**Requirements**
Reproduce the items from the line with "Autonomous forklift vision pipeline — detect the pale" to the line with "0,167,106,448", replacing "Expected output" with "Required output" and keeping everything else the same. Return only those lines, without the pictures.

**Extracted material**
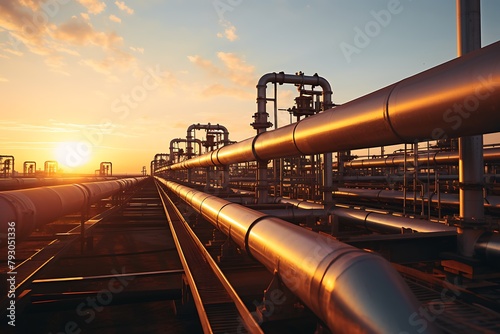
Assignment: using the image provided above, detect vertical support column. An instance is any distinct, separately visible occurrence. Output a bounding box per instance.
[457,0,484,256]
[323,153,333,208]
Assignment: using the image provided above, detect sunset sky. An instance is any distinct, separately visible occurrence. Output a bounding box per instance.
[0,0,500,174]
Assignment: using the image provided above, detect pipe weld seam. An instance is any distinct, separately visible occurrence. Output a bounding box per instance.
[384,82,406,143]
[243,215,274,260]
[292,121,306,155]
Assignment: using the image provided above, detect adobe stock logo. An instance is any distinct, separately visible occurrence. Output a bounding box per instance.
[340,0,411,63]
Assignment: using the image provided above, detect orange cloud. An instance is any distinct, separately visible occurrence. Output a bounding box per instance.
[115,1,134,15]
[78,0,106,15]
[109,14,122,23]
[188,52,257,98]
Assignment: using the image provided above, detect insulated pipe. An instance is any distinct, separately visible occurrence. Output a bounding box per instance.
[159,42,500,170]
[156,178,438,333]
[0,177,146,247]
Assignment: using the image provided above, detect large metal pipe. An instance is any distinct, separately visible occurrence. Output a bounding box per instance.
[160,42,500,170]
[0,177,146,243]
[169,138,201,163]
[277,198,456,233]
[333,188,500,210]
[333,147,500,169]
[156,178,437,333]
[186,123,230,159]
[252,72,333,204]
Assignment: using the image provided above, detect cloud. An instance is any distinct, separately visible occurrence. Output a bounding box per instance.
[217,22,238,42]
[109,14,122,23]
[201,83,255,99]
[115,1,134,15]
[188,52,257,98]
[78,0,106,15]
[129,46,144,54]
[53,17,123,49]
[0,0,135,75]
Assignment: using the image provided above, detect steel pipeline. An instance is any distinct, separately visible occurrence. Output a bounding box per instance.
[155,177,442,333]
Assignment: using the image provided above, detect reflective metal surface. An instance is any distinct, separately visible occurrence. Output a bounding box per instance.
[156,178,435,333]
[0,177,146,246]
[163,42,500,174]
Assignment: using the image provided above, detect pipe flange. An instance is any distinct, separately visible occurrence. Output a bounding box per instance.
[458,182,484,190]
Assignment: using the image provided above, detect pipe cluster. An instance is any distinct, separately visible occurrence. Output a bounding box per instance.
[156,177,434,333]
[0,177,146,247]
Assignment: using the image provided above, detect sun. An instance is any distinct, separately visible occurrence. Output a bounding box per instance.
[55,141,92,168]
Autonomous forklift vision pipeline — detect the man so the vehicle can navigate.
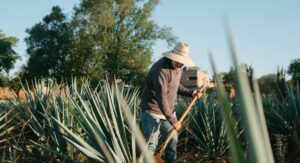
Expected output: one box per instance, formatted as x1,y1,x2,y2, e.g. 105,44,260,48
140,43,202,162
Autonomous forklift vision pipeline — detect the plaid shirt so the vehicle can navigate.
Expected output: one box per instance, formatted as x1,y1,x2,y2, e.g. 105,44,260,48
140,57,193,125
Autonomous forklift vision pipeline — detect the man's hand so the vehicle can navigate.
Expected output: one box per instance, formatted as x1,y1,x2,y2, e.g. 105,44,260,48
173,121,181,132
193,88,204,99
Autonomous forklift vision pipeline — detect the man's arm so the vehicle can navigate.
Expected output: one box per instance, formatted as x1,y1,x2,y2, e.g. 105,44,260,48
153,71,178,125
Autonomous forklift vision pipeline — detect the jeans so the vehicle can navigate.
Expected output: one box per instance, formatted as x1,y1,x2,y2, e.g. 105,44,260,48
140,110,178,161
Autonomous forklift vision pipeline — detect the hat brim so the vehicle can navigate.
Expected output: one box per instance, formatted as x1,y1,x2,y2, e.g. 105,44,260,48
162,51,195,66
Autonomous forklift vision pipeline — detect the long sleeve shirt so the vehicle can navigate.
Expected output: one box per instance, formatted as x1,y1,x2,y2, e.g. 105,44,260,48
140,57,193,125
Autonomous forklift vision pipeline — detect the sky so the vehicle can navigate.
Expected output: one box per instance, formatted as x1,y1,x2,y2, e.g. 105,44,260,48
0,0,300,78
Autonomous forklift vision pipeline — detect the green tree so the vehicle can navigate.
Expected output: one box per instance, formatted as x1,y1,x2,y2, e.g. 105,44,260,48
0,30,20,76
70,0,176,84
287,58,300,86
24,6,72,79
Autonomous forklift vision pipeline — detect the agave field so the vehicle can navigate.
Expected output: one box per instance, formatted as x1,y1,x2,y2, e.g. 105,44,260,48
0,33,300,163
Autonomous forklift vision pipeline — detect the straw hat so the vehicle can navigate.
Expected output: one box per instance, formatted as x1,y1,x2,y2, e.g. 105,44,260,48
162,42,195,66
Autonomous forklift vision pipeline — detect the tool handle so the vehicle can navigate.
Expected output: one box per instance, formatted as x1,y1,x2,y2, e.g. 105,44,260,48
156,96,197,157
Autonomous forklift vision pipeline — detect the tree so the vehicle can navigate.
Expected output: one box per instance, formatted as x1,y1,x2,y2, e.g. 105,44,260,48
24,6,72,79
71,0,176,84
287,58,300,86
0,30,20,76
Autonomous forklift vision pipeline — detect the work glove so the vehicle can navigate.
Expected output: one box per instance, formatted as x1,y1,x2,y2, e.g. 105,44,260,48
173,121,181,132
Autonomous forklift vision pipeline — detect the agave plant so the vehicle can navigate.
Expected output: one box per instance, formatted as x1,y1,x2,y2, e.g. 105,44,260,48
0,100,22,162
263,83,300,162
14,80,76,161
188,91,242,161
53,78,153,162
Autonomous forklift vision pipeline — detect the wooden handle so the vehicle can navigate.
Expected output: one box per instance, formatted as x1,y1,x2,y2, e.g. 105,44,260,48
155,96,197,157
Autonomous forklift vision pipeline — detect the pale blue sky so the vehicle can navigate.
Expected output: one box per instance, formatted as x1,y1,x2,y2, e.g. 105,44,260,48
0,0,300,77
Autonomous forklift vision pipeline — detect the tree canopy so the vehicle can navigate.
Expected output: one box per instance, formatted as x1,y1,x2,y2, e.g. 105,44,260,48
24,6,72,78
287,58,300,86
25,0,176,84
0,30,20,75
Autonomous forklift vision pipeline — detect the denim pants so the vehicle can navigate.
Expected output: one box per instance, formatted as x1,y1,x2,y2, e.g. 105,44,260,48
140,110,178,161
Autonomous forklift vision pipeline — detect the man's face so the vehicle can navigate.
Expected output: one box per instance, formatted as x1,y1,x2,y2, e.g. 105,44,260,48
172,60,183,69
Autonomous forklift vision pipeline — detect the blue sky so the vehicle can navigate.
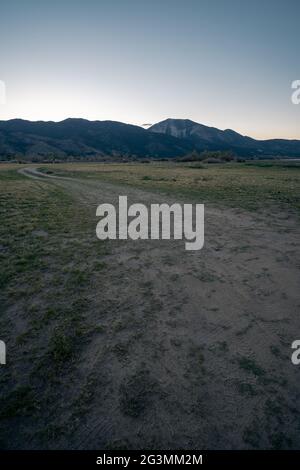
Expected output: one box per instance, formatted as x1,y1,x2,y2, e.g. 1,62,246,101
0,0,300,139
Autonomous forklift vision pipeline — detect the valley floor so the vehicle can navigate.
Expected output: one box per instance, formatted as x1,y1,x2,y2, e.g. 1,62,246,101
0,165,300,449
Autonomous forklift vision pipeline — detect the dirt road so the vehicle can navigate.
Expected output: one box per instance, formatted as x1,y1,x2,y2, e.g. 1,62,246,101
13,169,300,449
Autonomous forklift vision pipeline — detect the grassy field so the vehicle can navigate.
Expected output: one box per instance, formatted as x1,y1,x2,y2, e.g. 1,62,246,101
0,163,300,449
31,162,300,210
0,167,106,448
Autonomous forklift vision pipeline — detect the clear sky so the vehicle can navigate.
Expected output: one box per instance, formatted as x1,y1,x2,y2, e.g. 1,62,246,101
0,0,300,139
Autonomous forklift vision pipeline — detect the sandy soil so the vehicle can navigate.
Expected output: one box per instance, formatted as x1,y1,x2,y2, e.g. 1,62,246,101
12,170,300,449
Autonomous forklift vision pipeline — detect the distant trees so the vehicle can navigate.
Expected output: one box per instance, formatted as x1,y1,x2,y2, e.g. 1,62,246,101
180,150,237,163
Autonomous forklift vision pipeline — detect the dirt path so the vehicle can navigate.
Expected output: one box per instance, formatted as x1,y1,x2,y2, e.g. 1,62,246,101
21,165,300,449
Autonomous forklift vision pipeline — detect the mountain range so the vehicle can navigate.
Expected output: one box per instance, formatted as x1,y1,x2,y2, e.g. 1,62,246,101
0,119,300,160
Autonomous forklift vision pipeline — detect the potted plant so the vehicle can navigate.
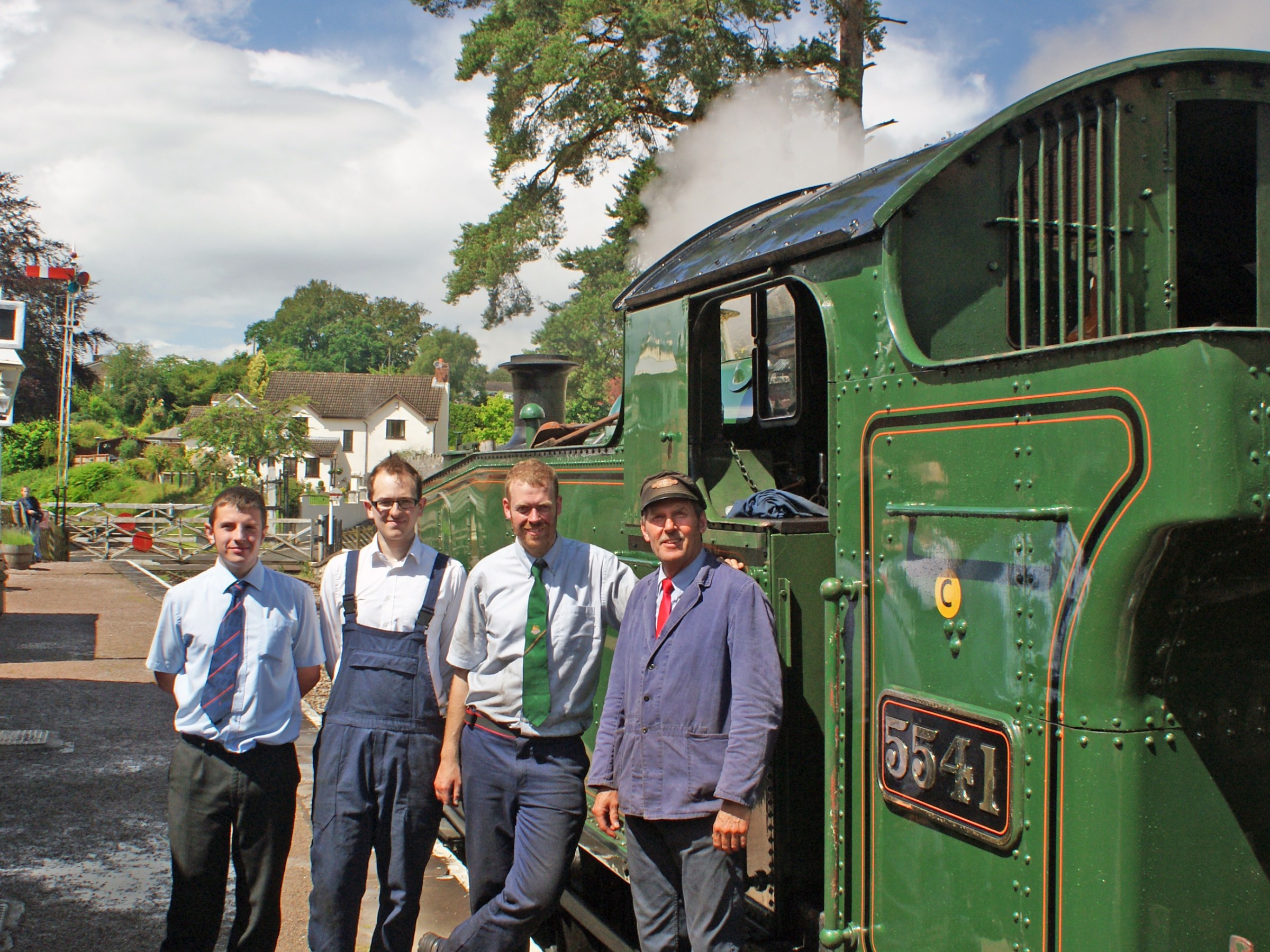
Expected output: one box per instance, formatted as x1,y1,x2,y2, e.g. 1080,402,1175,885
0,528,35,569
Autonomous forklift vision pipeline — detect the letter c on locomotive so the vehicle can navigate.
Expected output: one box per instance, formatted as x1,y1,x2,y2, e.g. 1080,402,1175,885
935,574,961,618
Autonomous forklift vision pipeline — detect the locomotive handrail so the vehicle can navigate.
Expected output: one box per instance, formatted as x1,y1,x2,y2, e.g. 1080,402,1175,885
886,502,1072,521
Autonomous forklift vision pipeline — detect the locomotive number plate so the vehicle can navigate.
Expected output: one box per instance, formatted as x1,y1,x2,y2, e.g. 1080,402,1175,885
877,691,1020,848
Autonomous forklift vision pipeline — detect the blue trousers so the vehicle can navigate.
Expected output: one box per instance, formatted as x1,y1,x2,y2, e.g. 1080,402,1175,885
442,726,589,952
309,724,441,952
626,816,746,952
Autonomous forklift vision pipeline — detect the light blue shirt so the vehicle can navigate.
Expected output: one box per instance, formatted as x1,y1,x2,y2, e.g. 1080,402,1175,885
146,560,325,754
653,548,706,627
450,537,635,737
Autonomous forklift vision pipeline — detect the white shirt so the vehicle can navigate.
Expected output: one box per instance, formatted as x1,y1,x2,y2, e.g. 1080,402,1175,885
653,548,706,622
450,537,635,737
320,534,467,715
146,560,323,754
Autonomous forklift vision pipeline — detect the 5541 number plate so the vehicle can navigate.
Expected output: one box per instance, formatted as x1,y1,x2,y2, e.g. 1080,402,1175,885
877,691,1021,849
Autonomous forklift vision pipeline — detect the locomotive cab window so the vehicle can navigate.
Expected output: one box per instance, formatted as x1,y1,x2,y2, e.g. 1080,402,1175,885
690,283,827,509
1175,99,1270,327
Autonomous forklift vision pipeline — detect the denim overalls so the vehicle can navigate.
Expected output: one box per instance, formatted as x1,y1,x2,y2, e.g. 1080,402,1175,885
309,550,448,952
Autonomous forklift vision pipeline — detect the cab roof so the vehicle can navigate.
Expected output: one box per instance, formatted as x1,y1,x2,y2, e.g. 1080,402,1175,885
613,50,1270,311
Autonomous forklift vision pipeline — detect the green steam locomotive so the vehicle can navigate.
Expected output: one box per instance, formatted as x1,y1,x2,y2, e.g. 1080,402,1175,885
420,50,1270,952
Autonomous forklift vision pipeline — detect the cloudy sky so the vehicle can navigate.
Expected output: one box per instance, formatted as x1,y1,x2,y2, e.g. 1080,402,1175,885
0,0,1270,364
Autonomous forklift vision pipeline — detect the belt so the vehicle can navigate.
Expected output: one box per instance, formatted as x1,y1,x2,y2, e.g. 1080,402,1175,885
180,734,295,756
464,707,523,740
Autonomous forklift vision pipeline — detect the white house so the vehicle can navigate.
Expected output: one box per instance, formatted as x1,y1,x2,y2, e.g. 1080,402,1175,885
264,364,450,495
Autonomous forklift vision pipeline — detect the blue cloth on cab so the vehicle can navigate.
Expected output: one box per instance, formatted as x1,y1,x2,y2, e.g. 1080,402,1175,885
728,489,829,519
309,550,447,952
587,556,781,820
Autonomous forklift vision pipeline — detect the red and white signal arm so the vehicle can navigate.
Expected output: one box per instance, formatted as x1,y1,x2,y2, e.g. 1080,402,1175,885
0,301,26,350
26,264,75,280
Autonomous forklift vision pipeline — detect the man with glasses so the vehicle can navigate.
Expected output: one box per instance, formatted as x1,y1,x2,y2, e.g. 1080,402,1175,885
309,456,467,952
588,470,781,952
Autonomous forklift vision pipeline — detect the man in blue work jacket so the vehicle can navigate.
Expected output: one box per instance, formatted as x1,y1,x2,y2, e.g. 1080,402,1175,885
587,472,781,952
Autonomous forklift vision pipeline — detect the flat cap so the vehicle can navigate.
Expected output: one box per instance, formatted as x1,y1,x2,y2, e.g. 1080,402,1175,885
639,470,706,513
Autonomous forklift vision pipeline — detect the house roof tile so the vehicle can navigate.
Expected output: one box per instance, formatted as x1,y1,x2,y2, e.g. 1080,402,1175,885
306,437,340,460
265,371,444,420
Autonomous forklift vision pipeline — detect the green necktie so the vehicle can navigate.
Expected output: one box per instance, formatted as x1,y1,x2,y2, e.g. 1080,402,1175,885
521,559,551,727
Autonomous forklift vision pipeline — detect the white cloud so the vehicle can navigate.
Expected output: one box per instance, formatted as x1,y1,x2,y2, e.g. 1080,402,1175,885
864,35,996,165
1016,0,1270,96
0,0,603,364
638,39,992,267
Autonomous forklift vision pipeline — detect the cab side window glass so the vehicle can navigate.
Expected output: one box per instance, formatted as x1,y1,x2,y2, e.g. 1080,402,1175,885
759,285,797,420
719,295,755,424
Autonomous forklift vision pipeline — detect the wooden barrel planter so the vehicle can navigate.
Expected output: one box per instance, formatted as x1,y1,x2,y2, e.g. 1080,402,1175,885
0,542,35,571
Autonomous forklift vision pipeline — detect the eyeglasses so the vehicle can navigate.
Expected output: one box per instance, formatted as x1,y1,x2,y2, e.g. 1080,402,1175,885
371,499,419,515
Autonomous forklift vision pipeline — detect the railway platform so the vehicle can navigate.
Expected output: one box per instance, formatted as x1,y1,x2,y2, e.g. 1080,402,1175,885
0,561,467,952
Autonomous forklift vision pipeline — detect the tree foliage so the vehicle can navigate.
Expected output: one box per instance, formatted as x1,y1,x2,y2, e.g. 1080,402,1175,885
0,171,109,420
91,344,248,433
182,396,309,477
450,393,513,450
245,280,432,373
533,158,657,423
412,0,884,327
0,420,57,472
409,327,489,404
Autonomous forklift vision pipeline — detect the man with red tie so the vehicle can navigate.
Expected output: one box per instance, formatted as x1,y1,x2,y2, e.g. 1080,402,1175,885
146,486,324,952
587,471,781,952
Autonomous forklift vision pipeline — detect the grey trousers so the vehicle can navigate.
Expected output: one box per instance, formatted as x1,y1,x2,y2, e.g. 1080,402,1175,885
626,816,746,952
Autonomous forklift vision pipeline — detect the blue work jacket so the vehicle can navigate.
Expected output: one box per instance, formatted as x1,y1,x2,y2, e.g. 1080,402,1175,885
587,556,781,820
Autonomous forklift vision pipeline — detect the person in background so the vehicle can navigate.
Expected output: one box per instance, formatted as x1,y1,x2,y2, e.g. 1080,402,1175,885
146,486,324,952
309,456,467,952
419,460,635,952
13,486,44,562
587,471,781,952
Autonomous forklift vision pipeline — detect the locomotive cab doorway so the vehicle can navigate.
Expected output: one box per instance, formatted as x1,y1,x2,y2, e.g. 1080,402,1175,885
688,280,828,510
688,280,833,947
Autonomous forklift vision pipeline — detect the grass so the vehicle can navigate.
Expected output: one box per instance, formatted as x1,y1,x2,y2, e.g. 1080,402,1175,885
0,527,34,546
3,463,215,505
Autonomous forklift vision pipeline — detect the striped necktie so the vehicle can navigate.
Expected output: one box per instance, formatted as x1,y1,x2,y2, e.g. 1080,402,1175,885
201,579,247,727
521,559,551,727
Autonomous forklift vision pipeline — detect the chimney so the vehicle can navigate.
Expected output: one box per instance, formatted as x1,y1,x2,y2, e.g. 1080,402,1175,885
499,354,578,450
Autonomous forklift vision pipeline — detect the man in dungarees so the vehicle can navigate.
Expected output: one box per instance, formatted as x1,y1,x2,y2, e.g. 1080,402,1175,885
309,456,467,952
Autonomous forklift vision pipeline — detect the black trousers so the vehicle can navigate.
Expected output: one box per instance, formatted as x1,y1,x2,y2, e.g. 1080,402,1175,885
160,735,300,952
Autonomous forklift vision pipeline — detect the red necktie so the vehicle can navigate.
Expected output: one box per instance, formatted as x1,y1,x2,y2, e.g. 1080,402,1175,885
657,579,674,637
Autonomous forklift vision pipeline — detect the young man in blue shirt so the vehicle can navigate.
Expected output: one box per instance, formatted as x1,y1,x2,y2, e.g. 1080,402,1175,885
146,486,324,952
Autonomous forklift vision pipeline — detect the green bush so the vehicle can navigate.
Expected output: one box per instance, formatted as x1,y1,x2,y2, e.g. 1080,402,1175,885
66,463,123,502
0,420,57,472
0,526,34,546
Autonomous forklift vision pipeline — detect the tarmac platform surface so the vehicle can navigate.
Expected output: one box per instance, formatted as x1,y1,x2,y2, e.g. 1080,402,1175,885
0,561,467,952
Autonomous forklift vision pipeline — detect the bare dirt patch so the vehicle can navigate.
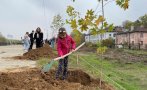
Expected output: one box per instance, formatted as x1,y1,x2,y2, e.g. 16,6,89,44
13,44,57,60
103,49,147,63
0,69,113,90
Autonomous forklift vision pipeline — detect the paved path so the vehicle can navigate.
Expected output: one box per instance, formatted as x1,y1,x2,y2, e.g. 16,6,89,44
0,45,36,72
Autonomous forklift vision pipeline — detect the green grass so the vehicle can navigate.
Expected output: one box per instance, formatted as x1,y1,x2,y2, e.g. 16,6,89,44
38,50,147,90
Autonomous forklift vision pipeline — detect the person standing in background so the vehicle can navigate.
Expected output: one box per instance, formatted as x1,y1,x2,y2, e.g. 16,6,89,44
29,30,34,50
24,32,30,52
34,27,43,48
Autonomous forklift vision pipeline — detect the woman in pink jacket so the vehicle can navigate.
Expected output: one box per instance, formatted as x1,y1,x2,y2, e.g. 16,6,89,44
56,28,76,80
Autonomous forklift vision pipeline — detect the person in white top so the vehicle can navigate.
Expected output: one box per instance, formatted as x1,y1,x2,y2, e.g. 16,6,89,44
24,32,30,52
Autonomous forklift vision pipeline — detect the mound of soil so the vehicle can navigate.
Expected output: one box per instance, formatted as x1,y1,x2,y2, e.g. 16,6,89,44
103,49,147,63
13,44,57,60
0,69,113,90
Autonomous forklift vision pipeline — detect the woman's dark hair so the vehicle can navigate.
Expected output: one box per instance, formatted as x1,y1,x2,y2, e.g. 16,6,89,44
58,27,66,37
59,27,66,33
36,27,41,32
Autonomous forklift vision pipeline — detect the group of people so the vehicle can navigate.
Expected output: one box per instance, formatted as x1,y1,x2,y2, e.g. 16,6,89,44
21,27,43,52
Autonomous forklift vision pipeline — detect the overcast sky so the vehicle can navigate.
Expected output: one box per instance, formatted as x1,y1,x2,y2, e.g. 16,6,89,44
0,0,147,39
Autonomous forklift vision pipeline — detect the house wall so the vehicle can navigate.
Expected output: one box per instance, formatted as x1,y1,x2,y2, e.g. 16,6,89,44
115,32,147,49
85,32,115,43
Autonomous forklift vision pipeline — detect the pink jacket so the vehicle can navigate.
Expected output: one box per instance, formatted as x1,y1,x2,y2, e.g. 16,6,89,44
57,35,76,56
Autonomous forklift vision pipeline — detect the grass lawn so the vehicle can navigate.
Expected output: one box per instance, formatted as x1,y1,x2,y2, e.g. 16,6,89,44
38,50,147,90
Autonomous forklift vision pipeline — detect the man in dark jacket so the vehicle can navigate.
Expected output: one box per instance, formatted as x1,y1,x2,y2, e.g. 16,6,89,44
29,30,34,50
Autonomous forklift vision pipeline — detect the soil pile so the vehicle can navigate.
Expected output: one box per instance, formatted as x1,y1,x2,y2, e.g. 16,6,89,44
0,69,113,90
103,49,147,63
13,44,57,60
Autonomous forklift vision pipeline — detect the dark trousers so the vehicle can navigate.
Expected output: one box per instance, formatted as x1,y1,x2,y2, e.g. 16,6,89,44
56,57,68,79
36,39,43,48
29,40,34,50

**Final answer**
Autonomous forklift vision pipeline — detect the pale blue sky so the vehicle can navigate.
Required output: one box per instance, formatted as x1,y1,x2,y2, e.g. 105,44,260,48
0,0,300,77
Autonomous forklift vision pipeline — detect the tree canopy so the vehicle can navigate.
Required output: one box per instance, formatted as x1,y1,x2,y2, e.g. 105,44,260,48
24,6,72,78
287,58,300,86
25,0,176,84
0,30,20,75
Autonomous forklift vision pipeline — detect the denim pants so the vehicle can navigate.
Required output: one box per instance, formatted as x1,y1,x2,y2, e.g. 105,44,260,48
140,110,178,161
Autonomous forklift vision pipeline — detect the man's face so the vehicle can navigate.
Required output: one box per instance, formatted as x1,y1,x2,y2, e.g. 105,44,260,48
172,60,183,69
Autonomous forklift vision pipeline — detect the blue sky so the vehicle can navigate.
Required output: one box per instance, formatted as x1,y1,x2,y2, e.g. 1,62,246,101
0,0,300,139
Autonomous forklift vision pipeline — detect the valley floor so the vehicle can navigate.
Required output: one box per instance, formatted as x1,y1,x2,y2, e.g. 1,62,246,101
0,165,300,449
Autonomous forklift vision pipeline — detect the dirt road so the vehicle can navigate.
Required output: one box per instance, formatted as x1,y1,x2,y2, e.g. 1,62,246,101
13,169,300,449
Autonomous forklift vision pipeline — detect the grassy field so the vehicle can navigate.
Required output: one box per instance, formatted as x1,y1,x2,y2, e.g. 1,62,246,101
0,163,300,449
31,162,300,210
0,167,106,448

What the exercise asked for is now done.